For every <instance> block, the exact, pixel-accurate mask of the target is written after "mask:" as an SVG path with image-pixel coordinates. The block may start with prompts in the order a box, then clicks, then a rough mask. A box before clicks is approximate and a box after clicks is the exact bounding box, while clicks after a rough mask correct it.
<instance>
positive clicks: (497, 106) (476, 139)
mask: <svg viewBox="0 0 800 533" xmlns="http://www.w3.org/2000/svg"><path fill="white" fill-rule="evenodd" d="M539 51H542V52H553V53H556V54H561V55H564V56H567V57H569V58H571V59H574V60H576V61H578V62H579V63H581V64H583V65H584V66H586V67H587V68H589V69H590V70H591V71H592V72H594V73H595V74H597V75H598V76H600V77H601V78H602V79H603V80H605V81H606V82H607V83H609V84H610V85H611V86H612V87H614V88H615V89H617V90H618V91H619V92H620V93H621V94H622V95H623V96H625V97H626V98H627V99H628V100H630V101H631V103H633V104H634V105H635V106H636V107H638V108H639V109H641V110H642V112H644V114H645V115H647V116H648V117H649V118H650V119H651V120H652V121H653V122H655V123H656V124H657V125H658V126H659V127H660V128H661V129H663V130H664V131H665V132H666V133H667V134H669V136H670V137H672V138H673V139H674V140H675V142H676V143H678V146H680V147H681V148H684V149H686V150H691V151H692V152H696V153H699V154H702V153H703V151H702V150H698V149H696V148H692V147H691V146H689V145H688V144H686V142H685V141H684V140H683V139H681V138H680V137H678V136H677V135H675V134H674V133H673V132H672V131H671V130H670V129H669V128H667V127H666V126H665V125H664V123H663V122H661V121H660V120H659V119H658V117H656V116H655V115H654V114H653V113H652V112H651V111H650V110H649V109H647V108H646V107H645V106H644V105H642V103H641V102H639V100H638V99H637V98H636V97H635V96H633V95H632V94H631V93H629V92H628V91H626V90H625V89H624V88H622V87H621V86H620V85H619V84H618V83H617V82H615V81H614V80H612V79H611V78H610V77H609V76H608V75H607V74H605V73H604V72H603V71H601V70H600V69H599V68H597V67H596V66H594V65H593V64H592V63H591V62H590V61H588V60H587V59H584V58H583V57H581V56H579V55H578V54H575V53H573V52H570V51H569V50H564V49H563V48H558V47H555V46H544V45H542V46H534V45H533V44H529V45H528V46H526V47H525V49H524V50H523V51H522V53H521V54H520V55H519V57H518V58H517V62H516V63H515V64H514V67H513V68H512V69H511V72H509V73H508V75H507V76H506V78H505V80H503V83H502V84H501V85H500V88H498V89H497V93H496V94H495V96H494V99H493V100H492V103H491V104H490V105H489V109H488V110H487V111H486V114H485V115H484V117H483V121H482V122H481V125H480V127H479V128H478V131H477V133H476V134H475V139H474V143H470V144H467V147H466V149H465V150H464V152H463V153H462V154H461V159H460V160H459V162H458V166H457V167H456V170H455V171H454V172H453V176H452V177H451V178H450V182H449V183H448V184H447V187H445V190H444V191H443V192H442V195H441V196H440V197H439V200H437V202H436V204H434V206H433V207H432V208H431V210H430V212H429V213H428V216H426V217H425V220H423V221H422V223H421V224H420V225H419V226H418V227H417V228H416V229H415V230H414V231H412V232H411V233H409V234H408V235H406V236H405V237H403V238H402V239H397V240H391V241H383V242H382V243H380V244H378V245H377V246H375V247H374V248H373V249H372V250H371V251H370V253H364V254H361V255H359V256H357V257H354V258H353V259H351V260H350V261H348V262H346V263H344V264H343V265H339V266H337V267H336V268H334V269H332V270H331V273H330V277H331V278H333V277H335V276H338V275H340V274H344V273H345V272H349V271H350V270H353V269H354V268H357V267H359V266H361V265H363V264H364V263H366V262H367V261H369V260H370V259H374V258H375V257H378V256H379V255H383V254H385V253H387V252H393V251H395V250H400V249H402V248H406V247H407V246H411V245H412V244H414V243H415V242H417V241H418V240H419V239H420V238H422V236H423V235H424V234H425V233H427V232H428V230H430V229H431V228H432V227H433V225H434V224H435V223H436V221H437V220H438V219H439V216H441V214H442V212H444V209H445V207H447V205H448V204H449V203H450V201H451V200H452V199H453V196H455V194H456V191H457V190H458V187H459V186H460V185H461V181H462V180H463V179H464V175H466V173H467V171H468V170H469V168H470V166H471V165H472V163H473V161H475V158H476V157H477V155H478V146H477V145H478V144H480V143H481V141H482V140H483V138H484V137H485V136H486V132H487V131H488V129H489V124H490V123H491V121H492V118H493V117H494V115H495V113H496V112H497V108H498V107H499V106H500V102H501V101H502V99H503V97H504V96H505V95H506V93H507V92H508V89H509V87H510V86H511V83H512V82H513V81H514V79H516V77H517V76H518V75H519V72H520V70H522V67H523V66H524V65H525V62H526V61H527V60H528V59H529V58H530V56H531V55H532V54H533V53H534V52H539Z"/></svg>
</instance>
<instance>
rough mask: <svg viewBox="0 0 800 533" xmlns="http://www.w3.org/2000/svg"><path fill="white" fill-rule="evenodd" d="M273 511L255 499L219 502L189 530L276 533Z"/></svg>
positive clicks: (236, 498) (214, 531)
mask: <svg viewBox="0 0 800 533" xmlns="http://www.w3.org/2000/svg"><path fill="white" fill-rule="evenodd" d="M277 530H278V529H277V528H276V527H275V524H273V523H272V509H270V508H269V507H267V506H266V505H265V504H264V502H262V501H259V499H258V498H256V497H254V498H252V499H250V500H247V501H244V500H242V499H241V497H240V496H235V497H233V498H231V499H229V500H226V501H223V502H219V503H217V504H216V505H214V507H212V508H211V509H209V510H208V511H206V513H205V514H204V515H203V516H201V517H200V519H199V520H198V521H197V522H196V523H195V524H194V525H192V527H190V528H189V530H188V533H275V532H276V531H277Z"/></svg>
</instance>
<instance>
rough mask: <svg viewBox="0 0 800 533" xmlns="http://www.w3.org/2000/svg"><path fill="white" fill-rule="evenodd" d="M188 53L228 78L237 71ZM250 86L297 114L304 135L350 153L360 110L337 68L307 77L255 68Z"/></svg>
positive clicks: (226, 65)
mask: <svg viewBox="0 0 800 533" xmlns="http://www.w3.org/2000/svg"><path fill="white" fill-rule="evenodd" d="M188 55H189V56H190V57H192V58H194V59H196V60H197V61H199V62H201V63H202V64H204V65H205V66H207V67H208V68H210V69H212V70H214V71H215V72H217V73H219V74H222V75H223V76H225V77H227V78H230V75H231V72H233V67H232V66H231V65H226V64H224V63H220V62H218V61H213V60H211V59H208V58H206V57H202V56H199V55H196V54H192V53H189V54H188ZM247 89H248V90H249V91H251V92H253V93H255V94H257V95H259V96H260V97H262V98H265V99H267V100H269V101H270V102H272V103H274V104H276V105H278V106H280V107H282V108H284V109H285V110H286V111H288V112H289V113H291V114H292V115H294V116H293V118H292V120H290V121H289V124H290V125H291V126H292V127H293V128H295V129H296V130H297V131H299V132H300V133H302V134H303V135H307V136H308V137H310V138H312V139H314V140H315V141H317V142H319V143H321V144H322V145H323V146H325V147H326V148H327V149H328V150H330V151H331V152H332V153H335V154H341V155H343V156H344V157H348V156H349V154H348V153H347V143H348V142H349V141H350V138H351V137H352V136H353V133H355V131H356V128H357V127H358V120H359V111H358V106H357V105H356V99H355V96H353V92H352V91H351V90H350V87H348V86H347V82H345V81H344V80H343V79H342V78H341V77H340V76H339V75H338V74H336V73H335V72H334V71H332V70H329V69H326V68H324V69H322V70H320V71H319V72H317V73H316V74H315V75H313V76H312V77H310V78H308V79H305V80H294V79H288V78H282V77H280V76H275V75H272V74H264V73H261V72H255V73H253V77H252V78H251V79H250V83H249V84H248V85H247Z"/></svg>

### What needs to be done:
Lay out the records as a JSON list of strings, one string per line, from the first line up to and including the line containing "positive clicks: (497, 106) (476, 139)". Leave out any blank lines.

### Exercise solution:
[
  "For every <instance> block, the exact, pixel-accurate mask of the target is written after \"mask:\" as an SVG path with image-pixel coordinates. The block may start with prompts in the order a box, then clicks, then a rough mask. A box before clicks is approximate and a box after clicks is the exact bounding box, while clicks after a rough mask correct it.",
  "<instance>",
  "positive clicks: (497, 106) (476, 139)"
]